[Dataset records on object locations]
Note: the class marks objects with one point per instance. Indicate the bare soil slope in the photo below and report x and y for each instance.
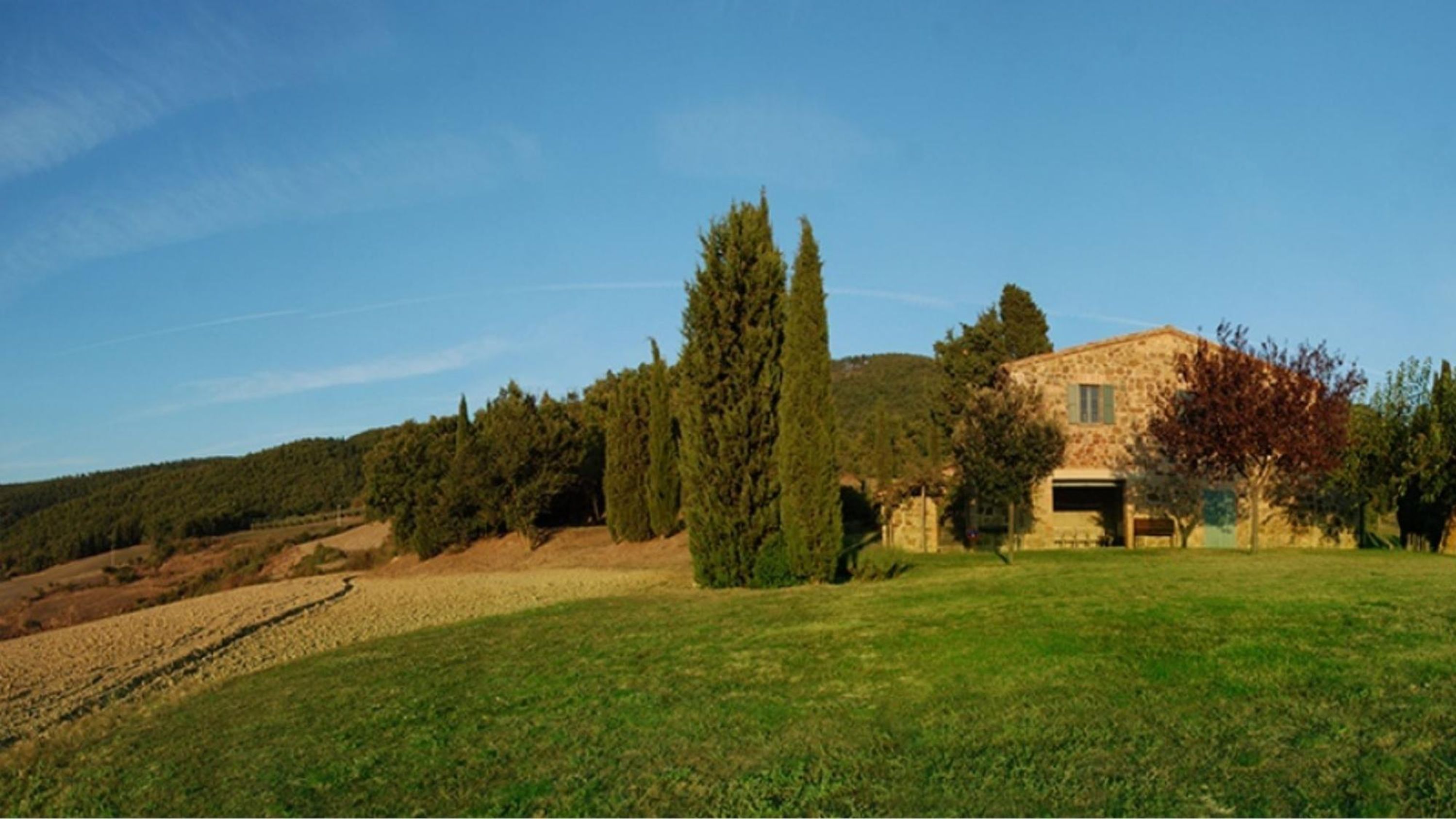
(59, 675)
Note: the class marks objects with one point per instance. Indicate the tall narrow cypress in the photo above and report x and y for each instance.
(462, 434)
(730, 379)
(884, 453)
(813, 530)
(627, 460)
(662, 470)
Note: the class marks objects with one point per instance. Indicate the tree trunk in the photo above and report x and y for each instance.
(925, 536)
(1256, 495)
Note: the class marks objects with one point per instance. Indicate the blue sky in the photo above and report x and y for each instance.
(225, 226)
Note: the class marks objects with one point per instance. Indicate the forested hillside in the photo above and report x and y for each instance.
(903, 386)
(47, 523)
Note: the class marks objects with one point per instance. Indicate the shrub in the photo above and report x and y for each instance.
(772, 569)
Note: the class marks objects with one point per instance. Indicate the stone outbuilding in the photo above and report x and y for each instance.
(913, 523)
(1113, 488)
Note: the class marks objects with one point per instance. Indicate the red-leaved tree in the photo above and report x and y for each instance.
(1256, 413)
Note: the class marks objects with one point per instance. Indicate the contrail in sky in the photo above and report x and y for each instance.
(185, 328)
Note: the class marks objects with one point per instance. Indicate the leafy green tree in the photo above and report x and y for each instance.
(663, 483)
(627, 475)
(533, 451)
(813, 530)
(1005, 442)
(730, 379)
(405, 473)
(1429, 499)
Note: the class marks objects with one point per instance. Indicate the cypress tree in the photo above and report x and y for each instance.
(662, 476)
(1024, 325)
(627, 460)
(813, 530)
(462, 431)
(884, 454)
(730, 379)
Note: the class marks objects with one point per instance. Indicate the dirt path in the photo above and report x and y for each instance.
(59, 675)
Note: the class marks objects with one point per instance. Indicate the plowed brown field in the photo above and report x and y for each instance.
(57, 675)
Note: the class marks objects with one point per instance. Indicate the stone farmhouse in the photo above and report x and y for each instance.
(1113, 489)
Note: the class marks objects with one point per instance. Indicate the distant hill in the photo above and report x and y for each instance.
(905, 385)
(53, 521)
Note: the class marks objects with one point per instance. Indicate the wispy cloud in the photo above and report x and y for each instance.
(570, 287)
(1103, 319)
(216, 200)
(46, 464)
(382, 306)
(763, 140)
(893, 296)
(391, 369)
(65, 97)
(184, 329)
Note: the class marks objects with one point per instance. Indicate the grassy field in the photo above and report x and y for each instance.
(1149, 683)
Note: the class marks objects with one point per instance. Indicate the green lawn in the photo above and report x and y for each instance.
(1145, 683)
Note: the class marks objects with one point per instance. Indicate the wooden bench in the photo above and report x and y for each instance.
(1161, 528)
(1154, 527)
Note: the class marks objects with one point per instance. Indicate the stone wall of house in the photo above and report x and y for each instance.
(1139, 367)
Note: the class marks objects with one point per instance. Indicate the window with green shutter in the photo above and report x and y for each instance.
(1091, 404)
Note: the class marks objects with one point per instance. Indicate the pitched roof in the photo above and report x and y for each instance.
(1123, 340)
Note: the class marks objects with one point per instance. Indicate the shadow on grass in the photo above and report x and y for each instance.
(858, 563)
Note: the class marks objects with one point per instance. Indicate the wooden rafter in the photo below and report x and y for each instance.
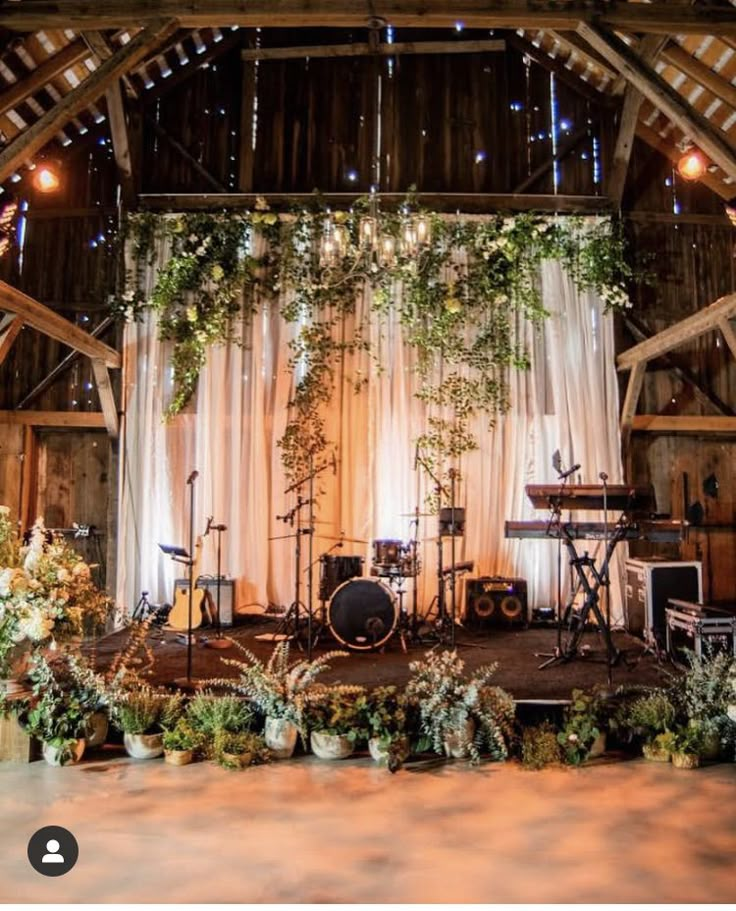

What the task asks: Output every line of the data above as a JSON list of strings, with one string per line and no blank lines. Leave the pictures out.

Full output:
[
  "Note: the class marks objects with one point per instance. Indicate the bare soil slope in the photo below and report x and y for each instance.",
  "(59, 675)",
  "Note: the class marks objects with one point per instance. Indicate the tall narrow cypress in the photo above and report x and y for each instance.",
  "(462, 434)",
  "(730, 379)",
  "(884, 453)",
  "(813, 530)",
  "(627, 460)",
  "(662, 470)",
  "Note: the class marks objects with one point per instance. Indicate the tree trunk in the photo above and report x and y for each instance.",
  "(925, 536)",
  "(1256, 495)",
  "Note: the class marks objects with one point per instance. Indicate the blue sky in the photo above and report x and y for each instance.",
  "(225, 226)",
  "Note: the class marks objects with one point per instance. Indicate the forested hillside in the photo above and report x and y for each instance.",
  "(903, 386)",
  "(47, 523)",
  "Note: the class marks objects with one point per instance. Indicate the shrub in the photo above and report x and y for each instance.",
  "(772, 569)",
  "Note: the class marks objects with one point per instance. Indicate the stone outbuilding in the photo above and report x and y for each instance.",
  "(913, 523)",
  "(1113, 488)",
  "Note: the class marks objects with one point per instance. Indicate the red-leaved tree in the photo above and report x and y for each instance.",
  "(1256, 413)",
  "Note: the class marks objects with one point per instance. Indicate the contrail in sky in the photo above and report x and y for each instance.",
  "(185, 328)",
  "Note: the class marks objects with one point per instance. Indicate the leafy green tree in the photo above and report x and y for each instance.",
  "(663, 483)",
  "(627, 475)",
  "(533, 451)",
  "(813, 530)",
  "(1005, 442)",
  "(730, 379)",
  "(405, 473)",
  "(1429, 499)",
  "Note: the class marks objects with one point per instance. Indicate the cypress tree in the photo above and report x and y for each instance.",
  "(662, 476)",
  "(1024, 325)",
  "(627, 460)",
  "(813, 530)",
  "(462, 431)",
  "(884, 454)",
  "(730, 379)",
  "Note: the class marks objects with one point per instance. Indicate the dirt path in the photo above and report x and y for each instance.",
  "(59, 675)",
  "Note: the class marks objects with one point per instance. Indicate the plowed brown field in the photo above and report x and y for each instance.",
  "(57, 675)",
  "Note: the class marks objects with one point per instance. Indicate the stone farmhouse in the photo above and report x and y for each instance.",
  "(1113, 489)",
  "Note: the class marks objects with one point per instance. Indicate the distant hill in the photo above and report x and y for each instance.",
  "(905, 385)",
  "(53, 521)",
  "Note: the class marks objects with one point per instance. Indicate the wispy cloud in the photo above and report x and y for each instance.",
  "(570, 287)",
  "(1103, 319)",
  "(216, 200)",
  "(46, 464)",
  "(382, 306)",
  "(763, 140)",
  "(893, 296)",
  "(391, 369)",
  "(65, 97)",
  "(184, 329)",
  "Note: the class marks objects with one point per instance. Indicate the grassy field in the photo above and report x and y for each instance.",
  "(1149, 683)",
  "Note: the class marks objects with one point per instance. Indicate the green lawn in the photo above and report x and y for each instance.",
  "(1145, 683)",
  "Note: the class marks objects with one point per instance. Indicate the wooden bench in the photo above and report x and y for each instance.",
  "(1161, 528)",
  "(1154, 527)",
  "Note: the class marks objects with one point per instance. Indicate the stone wall of house in the photo above and report x and y for each instance.",
  "(1139, 367)",
  "Note: the class marks objects with one point per instance. Indicate the window with green shutter in the photo above and report x and y for each instance.",
  "(1091, 404)",
  "Note: the class marks objects with one point per instance. Indicate the pitched roof in the photo above and report x and y for each instance.",
  "(1123, 340)",
  "Note: the class marks objects with one point per instance. Indicate the shadow on grass in the photo above and report x and y for each instance.",
  "(858, 563)",
  "Note: the class marks objects with one point per instance. Indicate the wooden rafter in the photo below and report x and y for each instance."
]